Dataset items:
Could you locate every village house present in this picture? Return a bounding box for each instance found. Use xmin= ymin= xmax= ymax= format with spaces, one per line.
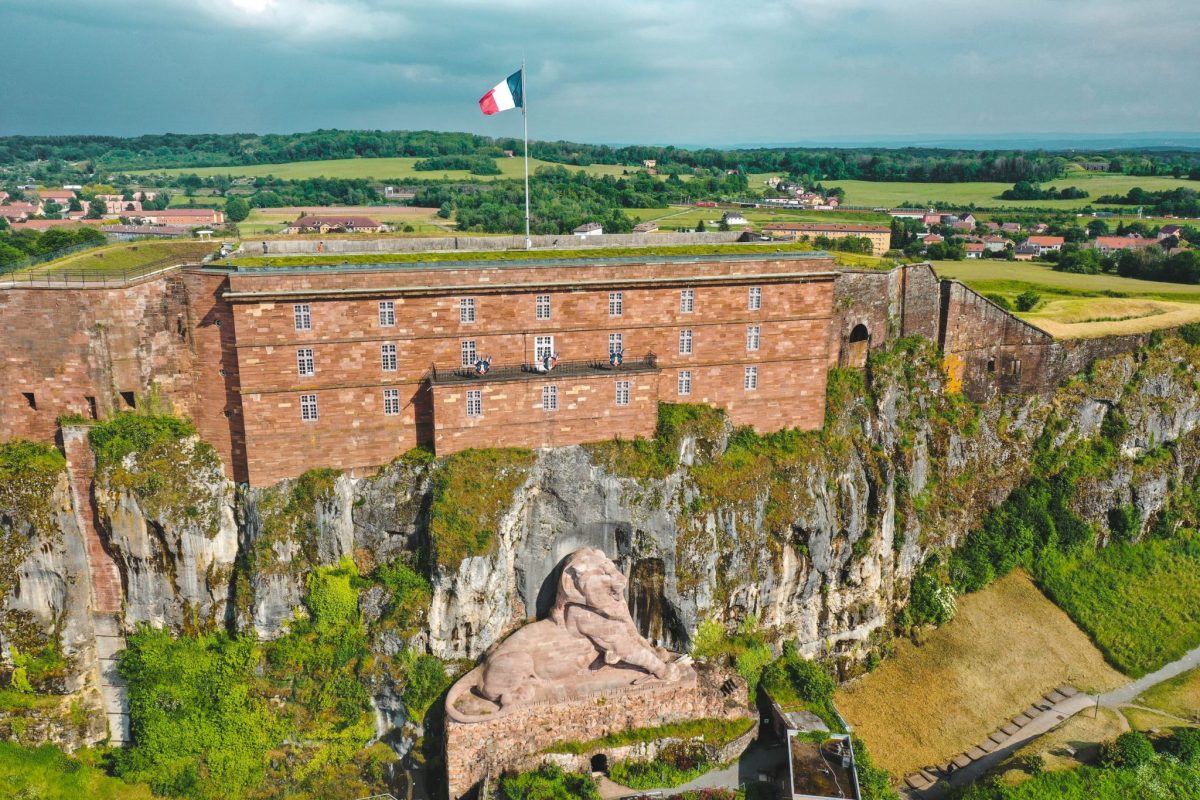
xmin=964 ymin=243 xmax=986 ymax=259
xmin=573 ymin=222 xmax=603 ymax=237
xmin=888 ymin=209 xmax=926 ymax=221
xmin=285 ymin=215 xmax=387 ymax=234
xmin=958 ymin=213 xmax=977 ymax=226
xmin=762 ymin=222 xmax=891 ymax=257
xmin=921 ymin=233 xmax=945 ymax=246
xmin=0 ymin=202 xmax=40 ymax=221
xmin=950 ymin=220 xmax=975 ymax=232
xmin=1001 ymin=222 xmax=1022 ymax=233
xmin=632 ymin=221 xmax=659 ymax=234
xmin=642 ymin=159 xmax=657 ymax=169
xmin=1159 ymin=225 xmax=1184 ymax=241
xmin=722 ymin=211 xmax=748 ymax=227
xmin=1023 ymin=235 xmax=1065 ymax=256
xmin=125 ymin=208 xmax=225 ymax=226
xmin=982 ymin=235 xmax=1010 ymax=253
xmin=106 ymin=199 xmax=143 ymax=214
xmin=1014 ymin=243 xmax=1040 ymax=261
xmin=1090 ymin=236 xmax=1159 ymax=256
xmin=34 ymin=189 xmax=77 ymax=206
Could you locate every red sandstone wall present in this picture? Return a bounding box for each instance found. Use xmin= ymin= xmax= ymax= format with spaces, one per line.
xmin=0 ymin=276 xmax=199 ymax=444
xmin=230 ymin=259 xmax=838 ymax=484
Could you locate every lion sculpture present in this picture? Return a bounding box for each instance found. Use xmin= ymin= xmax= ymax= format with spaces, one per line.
xmin=446 ymin=548 xmax=690 ymax=722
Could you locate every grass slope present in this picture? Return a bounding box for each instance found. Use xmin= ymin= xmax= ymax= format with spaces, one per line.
xmin=1137 ymin=667 xmax=1200 ymax=722
xmin=26 ymin=240 xmax=216 ymax=276
xmin=835 ymin=570 xmax=1125 ymax=778
xmin=1035 ymin=536 xmax=1200 ymax=677
xmin=0 ymin=743 xmax=155 ymax=800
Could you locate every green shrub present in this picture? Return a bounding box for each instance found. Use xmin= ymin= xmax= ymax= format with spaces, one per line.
xmin=901 ymin=557 xmax=957 ymax=627
xmin=497 ymin=763 xmax=600 ymax=800
xmin=305 ymin=557 xmax=360 ymax=628
xmin=759 ymin=644 xmax=840 ymax=730
xmin=543 ymin=717 xmax=755 ymax=755
xmin=1179 ymin=323 xmax=1200 ymax=346
xmin=609 ymin=741 xmax=714 ymax=789
xmin=585 ymin=402 xmax=726 ymax=480
xmin=0 ymin=742 xmax=155 ymax=800
xmin=373 ymin=558 xmax=431 ymax=632
xmin=691 ymin=617 xmax=773 ymax=700
xmin=400 ymin=653 xmax=451 ymax=720
xmin=985 ymin=293 xmax=1013 ymax=311
xmin=1100 ymin=731 xmax=1155 ymax=769
xmin=428 ymin=448 xmax=535 ymax=569
xmin=0 ymin=439 xmax=66 ymax=543
xmin=1014 ymin=289 xmax=1041 ymax=312
xmin=1166 ymin=727 xmax=1200 ymax=764
xmin=88 ymin=412 xmax=196 ymax=467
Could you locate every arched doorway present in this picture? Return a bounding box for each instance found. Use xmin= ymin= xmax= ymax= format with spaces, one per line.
xmin=590 ymin=753 xmax=609 ymax=774
xmin=844 ymin=324 xmax=870 ymax=368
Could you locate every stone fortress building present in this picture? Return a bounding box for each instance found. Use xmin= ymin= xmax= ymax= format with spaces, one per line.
xmin=0 ymin=246 xmax=1139 ymax=486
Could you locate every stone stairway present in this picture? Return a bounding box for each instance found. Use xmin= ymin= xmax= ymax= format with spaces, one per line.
xmin=61 ymin=426 xmax=129 ymax=745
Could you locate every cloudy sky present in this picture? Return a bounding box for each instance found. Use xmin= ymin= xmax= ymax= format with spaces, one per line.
xmin=2 ymin=0 xmax=1197 ymax=145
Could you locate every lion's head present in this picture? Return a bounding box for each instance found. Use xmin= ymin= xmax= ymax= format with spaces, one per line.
xmin=549 ymin=548 xmax=630 ymax=624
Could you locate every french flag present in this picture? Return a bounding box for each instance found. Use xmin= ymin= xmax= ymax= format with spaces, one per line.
xmin=479 ymin=69 xmax=524 ymax=115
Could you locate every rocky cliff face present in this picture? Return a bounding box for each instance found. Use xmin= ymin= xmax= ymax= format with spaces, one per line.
xmin=7 ymin=335 xmax=1200 ymax=749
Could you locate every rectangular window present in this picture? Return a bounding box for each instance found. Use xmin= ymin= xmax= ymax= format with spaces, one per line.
xmin=296 ymin=347 xmax=315 ymax=377
xmin=746 ymin=325 xmax=761 ymax=352
xmin=744 ymin=366 xmax=759 ymax=390
xmin=535 ymin=294 xmax=551 ymax=320
xmin=293 ymin=303 xmax=311 ymax=331
xmin=615 ymin=380 xmax=630 ymax=407
xmin=535 ymin=335 xmax=554 ymax=362
xmin=300 ymin=394 xmax=318 ymax=421
xmin=680 ymin=288 xmax=694 ymax=313
xmin=459 ymin=297 xmax=476 ymax=323
xmin=383 ymin=388 xmax=400 ymax=416
xmin=381 ymin=343 xmax=398 ymax=372
xmin=461 ymin=340 xmax=477 ymax=367
xmin=378 ymin=300 xmax=396 ymax=327
xmin=542 ymin=384 xmax=558 ymax=411
xmin=677 ymin=370 xmax=692 ymax=396
xmin=678 ymin=329 xmax=693 ymax=355
xmin=748 ymin=286 xmax=762 ymax=311
xmin=608 ymin=291 xmax=623 ymax=317
xmin=466 ymin=390 xmax=482 ymax=417
xmin=608 ymin=332 xmax=624 ymax=355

### To do
Write the entries above out in full, exactly, with no images.

### Solution below
Could you locate every village house present in this picture? Return a bounding box for each instance found. Use xmin= ymin= xmax= ymax= format with spaces, one per line.
xmin=964 ymin=243 xmax=986 ymax=259
xmin=573 ymin=222 xmax=603 ymax=237
xmin=888 ymin=209 xmax=926 ymax=221
xmin=285 ymin=215 xmax=387 ymax=234
xmin=958 ymin=213 xmax=977 ymax=226
xmin=762 ymin=222 xmax=891 ymax=257
xmin=921 ymin=233 xmax=945 ymax=246
xmin=0 ymin=202 xmax=40 ymax=221
xmin=950 ymin=220 xmax=975 ymax=232
xmin=1001 ymin=222 xmax=1022 ymax=233
xmin=632 ymin=221 xmax=659 ymax=234
xmin=642 ymin=159 xmax=657 ymax=169
xmin=1159 ymin=225 xmax=1184 ymax=241
xmin=722 ymin=211 xmax=748 ymax=227
xmin=1023 ymin=235 xmax=1065 ymax=256
xmin=125 ymin=208 xmax=225 ymax=226
xmin=982 ymin=235 xmax=1010 ymax=253
xmin=106 ymin=199 xmax=143 ymax=214
xmin=1014 ymin=243 xmax=1040 ymax=261
xmin=1090 ymin=236 xmax=1159 ymax=256
xmin=34 ymin=189 xmax=77 ymax=206
Could you locate every red sandstone wall present in this picture? Return a bounding box for each instance found. Use xmin= ymin= xmax= ymax= format with spaces, one per line.
xmin=0 ymin=276 xmax=199 ymax=444
xmin=230 ymin=259 xmax=838 ymax=484
Could you locate every lion sculpture present in this picture? Return a bounding box for each instance found. Use xmin= ymin= xmax= ymax= format with spaces, one per line.
xmin=446 ymin=548 xmax=690 ymax=722
Could you locate every grass slope present in this picture? Return a bounding box for each instance found. Use xmin= ymin= xmax= ymax= format with spaces, one per line.
xmin=1137 ymin=667 xmax=1200 ymax=722
xmin=26 ymin=240 xmax=216 ymax=276
xmin=835 ymin=570 xmax=1125 ymax=778
xmin=1035 ymin=536 xmax=1200 ymax=677
xmin=0 ymin=743 xmax=155 ymax=800
Could you locate every green shrub present in this picture? Return a bounding box for each instance found. Use xmin= ymin= xmax= ymax= format with spaces, one per line.
xmin=901 ymin=557 xmax=957 ymax=627
xmin=497 ymin=763 xmax=600 ymax=800
xmin=305 ymin=557 xmax=360 ymax=628
xmin=759 ymin=644 xmax=840 ymax=730
xmin=543 ymin=717 xmax=755 ymax=755
xmin=1179 ymin=323 xmax=1200 ymax=346
xmin=609 ymin=741 xmax=714 ymax=789
xmin=585 ymin=402 xmax=726 ymax=480
xmin=0 ymin=742 xmax=155 ymax=800
xmin=373 ymin=558 xmax=431 ymax=632
xmin=691 ymin=617 xmax=773 ymax=700
xmin=400 ymin=653 xmax=451 ymax=720
xmin=985 ymin=293 xmax=1013 ymax=311
xmin=1100 ymin=731 xmax=1155 ymax=769
xmin=428 ymin=448 xmax=535 ymax=569
xmin=0 ymin=439 xmax=66 ymax=543
xmin=1014 ymin=289 xmax=1041 ymax=312
xmin=1166 ymin=727 xmax=1200 ymax=764
xmin=88 ymin=412 xmax=196 ymax=467
Could you locate every arched doorway present in this picture? Return a bounding box for each instance found. Use xmin= ymin= xmax= ymax= format with spaces, one per line.
xmin=590 ymin=753 xmax=609 ymax=774
xmin=844 ymin=324 xmax=870 ymax=368
Could you locate every stone fortress building present in this picture? Return a bounding box for each instance found. Use xmin= ymin= xmax= ymax= format with spaces, one per line.
xmin=0 ymin=246 xmax=1139 ymax=486
Could you locate every stone stairway present in this picture? Return a bounding box for each instance found. Use xmin= ymin= xmax= ymax= format with spaces, one per line.
xmin=61 ymin=426 xmax=129 ymax=745
Could you locate every cloudy sky present in this picture? Return a bounding box for each instance found. Use xmin= ymin= xmax= ymax= format with spaces, one per line.
xmin=2 ymin=0 xmax=1197 ymax=145
Could you locate every lion's head present in this picture? Return a bounding box for each instance found. Use xmin= ymin= xmax= ymax= format with spaces, one per line.
xmin=549 ymin=548 xmax=630 ymax=624
Could you locate every french flag present in this picture? Return a bounding box for each instance found. Use xmin= ymin= xmax= ymax= format with spaces, one per line.
xmin=479 ymin=69 xmax=524 ymax=115
Could you locate every rocky cliff face present in this picture? Return a bounding box for each instance found. Use xmin= ymin= xmax= ymax= format with spaces, one per line.
xmin=7 ymin=335 xmax=1200 ymax=749
Could you locate every rectangular window present in this picture? Return a bounding box for each instance found. Use xmin= ymin= xmax= ymax= format with spaces, one per line.
xmin=296 ymin=347 xmax=315 ymax=377
xmin=746 ymin=325 xmax=761 ymax=352
xmin=744 ymin=366 xmax=759 ymax=390
xmin=535 ymin=294 xmax=551 ymax=320
xmin=293 ymin=303 xmax=311 ymax=331
xmin=615 ymin=380 xmax=630 ymax=407
xmin=535 ymin=335 xmax=554 ymax=362
xmin=300 ymin=394 xmax=318 ymax=421
xmin=680 ymin=288 xmax=694 ymax=313
xmin=459 ymin=297 xmax=476 ymax=323
xmin=383 ymin=388 xmax=400 ymax=416
xmin=381 ymin=343 xmax=398 ymax=372
xmin=461 ymin=340 xmax=477 ymax=367
xmin=378 ymin=300 xmax=396 ymax=327
xmin=542 ymin=384 xmax=558 ymax=411
xmin=677 ymin=370 xmax=692 ymax=396
xmin=678 ymin=329 xmax=693 ymax=355
xmin=748 ymin=286 xmax=762 ymax=311
xmin=608 ymin=291 xmax=623 ymax=317
xmin=466 ymin=390 xmax=482 ymax=417
xmin=608 ymin=332 xmax=624 ymax=355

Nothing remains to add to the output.